--- start Supplied records ---

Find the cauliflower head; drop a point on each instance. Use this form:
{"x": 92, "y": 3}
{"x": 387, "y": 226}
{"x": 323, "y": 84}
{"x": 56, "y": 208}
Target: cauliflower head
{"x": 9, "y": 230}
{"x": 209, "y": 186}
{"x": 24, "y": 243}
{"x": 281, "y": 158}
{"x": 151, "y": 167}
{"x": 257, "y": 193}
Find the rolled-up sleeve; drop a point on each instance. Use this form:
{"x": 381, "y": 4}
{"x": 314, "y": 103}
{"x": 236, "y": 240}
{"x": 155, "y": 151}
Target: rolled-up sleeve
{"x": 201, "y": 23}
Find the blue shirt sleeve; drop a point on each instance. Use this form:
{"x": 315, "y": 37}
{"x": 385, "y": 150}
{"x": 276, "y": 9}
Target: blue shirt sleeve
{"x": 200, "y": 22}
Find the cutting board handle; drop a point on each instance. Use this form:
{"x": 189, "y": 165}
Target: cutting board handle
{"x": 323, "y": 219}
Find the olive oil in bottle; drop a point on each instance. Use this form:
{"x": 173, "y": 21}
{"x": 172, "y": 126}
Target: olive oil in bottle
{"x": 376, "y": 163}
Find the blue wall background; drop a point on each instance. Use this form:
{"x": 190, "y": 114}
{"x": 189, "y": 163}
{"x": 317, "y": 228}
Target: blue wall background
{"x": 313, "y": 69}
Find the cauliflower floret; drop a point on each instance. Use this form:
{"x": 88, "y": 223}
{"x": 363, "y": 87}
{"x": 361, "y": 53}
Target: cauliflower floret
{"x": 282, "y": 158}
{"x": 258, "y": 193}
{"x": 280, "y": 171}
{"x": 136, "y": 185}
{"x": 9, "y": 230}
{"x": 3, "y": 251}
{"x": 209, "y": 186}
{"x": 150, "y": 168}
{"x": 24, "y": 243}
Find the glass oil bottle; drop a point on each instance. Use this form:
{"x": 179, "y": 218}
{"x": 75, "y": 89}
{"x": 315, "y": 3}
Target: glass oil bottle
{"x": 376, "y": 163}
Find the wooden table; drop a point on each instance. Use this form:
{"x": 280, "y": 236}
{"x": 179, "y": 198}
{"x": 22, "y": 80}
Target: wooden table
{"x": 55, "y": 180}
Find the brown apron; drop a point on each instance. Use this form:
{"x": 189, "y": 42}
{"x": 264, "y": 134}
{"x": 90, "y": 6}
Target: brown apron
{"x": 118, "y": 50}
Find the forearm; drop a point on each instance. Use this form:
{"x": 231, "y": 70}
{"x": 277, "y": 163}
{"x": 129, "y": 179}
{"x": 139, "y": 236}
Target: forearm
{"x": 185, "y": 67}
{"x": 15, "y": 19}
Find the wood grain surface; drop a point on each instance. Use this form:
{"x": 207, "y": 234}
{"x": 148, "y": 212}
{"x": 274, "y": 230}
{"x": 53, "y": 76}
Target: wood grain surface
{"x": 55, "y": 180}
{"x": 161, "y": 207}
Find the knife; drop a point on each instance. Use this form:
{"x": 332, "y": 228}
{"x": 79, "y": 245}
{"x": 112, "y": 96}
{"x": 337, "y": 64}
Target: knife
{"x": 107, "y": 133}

--- end Supplied records ---

#### [Directions for this task]
Every line of the material must be returned exactly as it appears.

#### [Written response]
Find the cauliflower head; drop a point on each instance. Use this form:
{"x": 92, "y": 3}
{"x": 387, "y": 226}
{"x": 323, "y": 84}
{"x": 56, "y": 208}
Target: cauliflower head
{"x": 9, "y": 230}
{"x": 209, "y": 186}
{"x": 24, "y": 243}
{"x": 281, "y": 158}
{"x": 151, "y": 167}
{"x": 257, "y": 193}
Find the rolled-up sleeve; drop a point on each instance. Use this form:
{"x": 381, "y": 4}
{"x": 314, "y": 103}
{"x": 236, "y": 240}
{"x": 155, "y": 151}
Target: rolled-up sleeve
{"x": 201, "y": 23}
Find the blue shirt sleeve; drop a point on each instance. Use this form:
{"x": 315, "y": 37}
{"x": 385, "y": 150}
{"x": 276, "y": 9}
Target: blue shirt sleeve
{"x": 200, "y": 22}
Find the cutting board handle; drop a point on each instance. Use this form:
{"x": 189, "y": 165}
Target: cutting board handle
{"x": 323, "y": 219}
Find the olive oil in bottle; drop a point on each instance. Use this form:
{"x": 173, "y": 21}
{"x": 172, "y": 126}
Target: olive oil in bottle
{"x": 376, "y": 163}
Find the blue wall background; drop a point on each instance. Use this form:
{"x": 190, "y": 114}
{"x": 189, "y": 163}
{"x": 317, "y": 228}
Target: blue wall background
{"x": 313, "y": 69}
Find the cauliflower floret; drop a point on each instance. Use this form:
{"x": 88, "y": 223}
{"x": 363, "y": 87}
{"x": 361, "y": 53}
Target: cauliflower floret
{"x": 282, "y": 158}
{"x": 258, "y": 193}
{"x": 280, "y": 171}
{"x": 136, "y": 185}
{"x": 9, "y": 230}
{"x": 3, "y": 251}
{"x": 209, "y": 186}
{"x": 150, "y": 168}
{"x": 24, "y": 243}
Find the glass oil bottle; drop a point on each instance. Use this form:
{"x": 179, "y": 218}
{"x": 75, "y": 89}
{"x": 315, "y": 3}
Target: glass oil bottle
{"x": 376, "y": 163}
Find the wooden table; drop a point on each instance. Use this form:
{"x": 280, "y": 236}
{"x": 179, "y": 198}
{"x": 22, "y": 80}
Target: wooden table
{"x": 55, "y": 180}
Find the brown apron; drop a point on each instance. Use this form:
{"x": 189, "y": 42}
{"x": 264, "y": 134}
{"x": 90, "y": 6}
Target: brown apron
{"x": 118, "y": 50}
Find the forearm; drop a point on each instance. Use this form:
{"x": 231, "y": 70}
{"x": 277, "y": 163}
{"x": 129, "y": 179}
{"x": 139, "y": 236}
Target: forearm
{"x": 185, "y": 67}
{"x": 15, "y": 19}
Find the wood grain surface; drop a point on each instance. Use this form:
{"x": 207, "y": 234}
{"x": 148, "y": 212}
{"x": 274, "y": 230}
{"x": 53, "y": 76}
Target: wood grain surface
{"x": 55, "y": 180}
{"x": 161, "y": 207}
Find the knife; drop a point on each instance. Use this form:
{"x": 332, "y": 228}
{"x": 79, "y": 245}
{"x": 112, "y": 96}
{"x": 337, "y": 64}
Target: knife
{"x": 107, "y": 133}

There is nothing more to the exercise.